Copy each of the following items word for word, without changing anything.

-------- EXERCISE DATA --------

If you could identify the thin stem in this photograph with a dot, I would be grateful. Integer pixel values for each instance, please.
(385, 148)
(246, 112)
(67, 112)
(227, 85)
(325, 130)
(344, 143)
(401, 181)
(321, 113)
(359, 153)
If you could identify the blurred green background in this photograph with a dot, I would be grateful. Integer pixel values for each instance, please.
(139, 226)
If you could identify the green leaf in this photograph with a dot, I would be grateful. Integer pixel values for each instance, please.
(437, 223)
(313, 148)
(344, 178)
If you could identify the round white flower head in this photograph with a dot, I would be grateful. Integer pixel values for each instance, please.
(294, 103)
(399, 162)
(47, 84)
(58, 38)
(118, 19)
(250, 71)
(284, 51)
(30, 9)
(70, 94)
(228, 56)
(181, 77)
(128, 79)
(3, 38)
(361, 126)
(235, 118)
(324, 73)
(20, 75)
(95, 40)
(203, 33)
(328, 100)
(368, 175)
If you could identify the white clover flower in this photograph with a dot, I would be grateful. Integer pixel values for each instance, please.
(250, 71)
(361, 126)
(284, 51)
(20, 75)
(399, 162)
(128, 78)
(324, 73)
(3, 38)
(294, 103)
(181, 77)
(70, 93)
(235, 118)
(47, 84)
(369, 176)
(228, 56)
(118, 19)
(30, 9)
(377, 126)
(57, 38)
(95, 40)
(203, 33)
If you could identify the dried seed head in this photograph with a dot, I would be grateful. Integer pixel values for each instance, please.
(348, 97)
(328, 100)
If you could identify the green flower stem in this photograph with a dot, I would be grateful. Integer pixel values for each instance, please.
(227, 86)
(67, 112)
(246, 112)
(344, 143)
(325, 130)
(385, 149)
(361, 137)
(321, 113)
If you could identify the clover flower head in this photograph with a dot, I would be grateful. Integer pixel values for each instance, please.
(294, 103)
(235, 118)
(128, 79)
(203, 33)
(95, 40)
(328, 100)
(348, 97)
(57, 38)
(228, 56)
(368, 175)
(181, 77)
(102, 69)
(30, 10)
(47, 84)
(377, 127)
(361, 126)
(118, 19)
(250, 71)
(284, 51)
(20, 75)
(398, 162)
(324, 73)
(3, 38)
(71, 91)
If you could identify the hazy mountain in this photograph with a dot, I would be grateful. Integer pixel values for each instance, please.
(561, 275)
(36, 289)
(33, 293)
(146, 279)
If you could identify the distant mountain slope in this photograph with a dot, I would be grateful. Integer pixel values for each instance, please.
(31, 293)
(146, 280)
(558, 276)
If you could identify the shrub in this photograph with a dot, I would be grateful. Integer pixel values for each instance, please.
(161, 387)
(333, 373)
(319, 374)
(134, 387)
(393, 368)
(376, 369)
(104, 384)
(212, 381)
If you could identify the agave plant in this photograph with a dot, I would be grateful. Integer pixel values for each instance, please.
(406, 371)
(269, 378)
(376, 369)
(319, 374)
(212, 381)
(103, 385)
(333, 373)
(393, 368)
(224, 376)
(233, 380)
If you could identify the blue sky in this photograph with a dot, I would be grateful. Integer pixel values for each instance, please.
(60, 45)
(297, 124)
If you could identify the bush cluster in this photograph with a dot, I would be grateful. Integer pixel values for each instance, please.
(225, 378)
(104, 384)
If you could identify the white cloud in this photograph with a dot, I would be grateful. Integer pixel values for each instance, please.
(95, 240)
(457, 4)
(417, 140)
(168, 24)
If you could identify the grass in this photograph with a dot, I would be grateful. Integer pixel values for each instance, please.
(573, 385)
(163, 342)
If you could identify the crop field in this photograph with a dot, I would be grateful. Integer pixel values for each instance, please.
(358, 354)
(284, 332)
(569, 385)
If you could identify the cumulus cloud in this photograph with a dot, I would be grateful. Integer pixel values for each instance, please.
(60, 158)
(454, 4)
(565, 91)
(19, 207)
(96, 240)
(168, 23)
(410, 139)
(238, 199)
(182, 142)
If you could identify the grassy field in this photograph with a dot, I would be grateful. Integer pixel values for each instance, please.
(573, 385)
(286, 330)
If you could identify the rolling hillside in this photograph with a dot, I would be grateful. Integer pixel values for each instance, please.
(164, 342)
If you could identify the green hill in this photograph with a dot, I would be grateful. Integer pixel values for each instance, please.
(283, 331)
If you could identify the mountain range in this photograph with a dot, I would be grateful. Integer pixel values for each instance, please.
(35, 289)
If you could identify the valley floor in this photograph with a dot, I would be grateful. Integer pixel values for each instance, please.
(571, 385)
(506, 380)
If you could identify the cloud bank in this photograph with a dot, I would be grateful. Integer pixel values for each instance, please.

--------

* [TASK RESULT]
If you could identify the thin stem in this photograph with a dot, I would be grateful. Integer pixel values for each instance, please.
(385, 148)
(246, 112)
(67, 112)
(227, 85)
(325, 130)
(344, 143)
(401, 181)
(321, 113)
(359, 153)
If you could identify the blurred green background in this photograph with a dot, I would be grateful. Integer pixel values for each instance, please.
(139, 226)
If you could identify the green leaf in this photograph with a dot, I would be grateful. Integer pixel values for each instance, please.
(437, 223)
(313, 148)
(344, 178)
If you could identify the round white flower head in this photograph with a dot, I would be grateful. Integer pixel values for each instance, please.
(294, 103)
(399, 162)
(47, 84)
(58, 38)
(118, 19)
(250, 71)
(284, 51)
(30, 9)
(70, 94)
(228, 56)
(181, 77)
(128, 79)
(3, 38)
(361, 126)
(235, 118)
(324, 73)
(20, 75)
(95, 40)
(203, 33)
(328, 100)
(368, 175)
If you could identify the white clover flower in this photograph with a dot, I would be grateful. Integer pixel values for each instance, please.
(250, 71)
(361, 126)
(284, 51)
(20, 75)
(399, 162)
(128, 78)
(324, 73)
(3, 38)
(294, 103)
(181, 77)
(70, 93)
(235, 118)
(47, 84)
(369, 176)
(228, 56)
(118, 19)
(30, 9)
(377, 126)
(57, 38)
(95, 40)
(203, 33)
If you could identify the dried seed head in this photograph with a dot, I would be grateful. Integer pixel values for each instance, please.
(348, 97)
(328, 100)
If you could identify the green flower stem in this photograph with a dot, I would be grateful. Integer pixel values for each instance, please.
(227, 86)
(67, 112)
(246, 112)
(344, 143)
(325, 130)
(385, 149)
(361, 137)
(321, 113)
If you could identify the clover flower head in this photograph with a dot, I would be grateful. Integer pixel values for each instance, please.
(294, 103)
(235, 118)
(128, 79)
(203, 33)
(95, 40)
(328, 100)
(348, 97)
(57, 38)
(228, 56)
(368, 175)
(181, 77)
(102, 69)
(30, 10)
(47, 84)
(377, 127)
(361, 126)
(118, 19)
(250, 71)
(284, 51)
(20, 75)
(398, 162)
(324, 73)
(3, 38)
(71, 91)
If you could identify the hazy mountain in this photograph with a dot, I would be grateful. Integer pixel values for each instance, please.
(561, 275)
(36, 289)
(33, 293)
(146, 279)
If you could identify the distant mountain slope in this photograph with a dot, I would be grateful. Integer pixel values for each instance, please.
(31, 293)
(146, 280)
(558, 276)
If you could identify the shrub in this photograph with a dot, I would be grateful. Integer pixel values for each instance, please.
(161, 387)
(333, 373)
(319, 374)
(134, 387)
(393, 368)
(376, 369)
(104, 384)
(212, 381)
If you could identify the agave plant in this photograph with a dot, I would be grateful. Integer pixel values for each instance, please.
(406, 371)
(269, 378)
(376, 369)
(319, 374)
(212, 381)
(103, 385)
(333, 373)
(393, 368)
(224, 376)
(233, 380)
If you could identify the blue sky in this photograph with a dot, I would be grateful. Integer pixel values for each instance, please.
(60, 45)
(297, 124)
If you could identify the bush cluster in this photograph with a dot, I would be grateful. Integer pixel values for each instance, please.
(225, 378)
(104, 384)
If you could identify the white cloud in this photograph with a dot, I would be grateful. Integer pixel values for each instance, please.
(95, 240)
(457, 4)
(417, 140)
(168, 24)
If you could identify the grass in this photograph with a dot, I would be grateful. Integer pixel values for each instance, please.
(573, 385)
(163, 342)
If you could identify the crop field in this photograph with a dot, I would be grateful. Integer pixel values for each instance, please.
(358, 354)
(284, 332)
(569, 385)
If you could identify the cumulus cloud in this photograph with a dot, I would be grateful. Integer pixel values for each instance, please.
(60, 158)
(454, 4)
(565, 91)
(19, 207)
(96, 240)
(168, 23)
(410, 139)
(238, 199)
(182, 142)
If you could identify the grassy field in this photograph with a dot, I would be grateful. Integer pixel values for each instance, please.
(573, 385)
(286, 330)
If you could identify the rolling hillside in this photograph with a dot, I would be grateful. Integer pixel values for each instance, please.
(164, 342)
If you could identify the green hill in this photograph with a dot, I would be grateful. Integer pixel values for each instance, please.
(283, 331)
If you could identify the mountain range in this photograph with a dot, I would be grateful. Integer pixel values for each instance, please.
(35, 289)
If you could identify the valley floor in this photograph with a dot, I would be grateful. Integer pixel values for each instance, please.
(571, 385)
(506, 380)
If you could identify the cloud bank in this photograph with a dot, I would be grateful. Integer pixel values for each instance, please.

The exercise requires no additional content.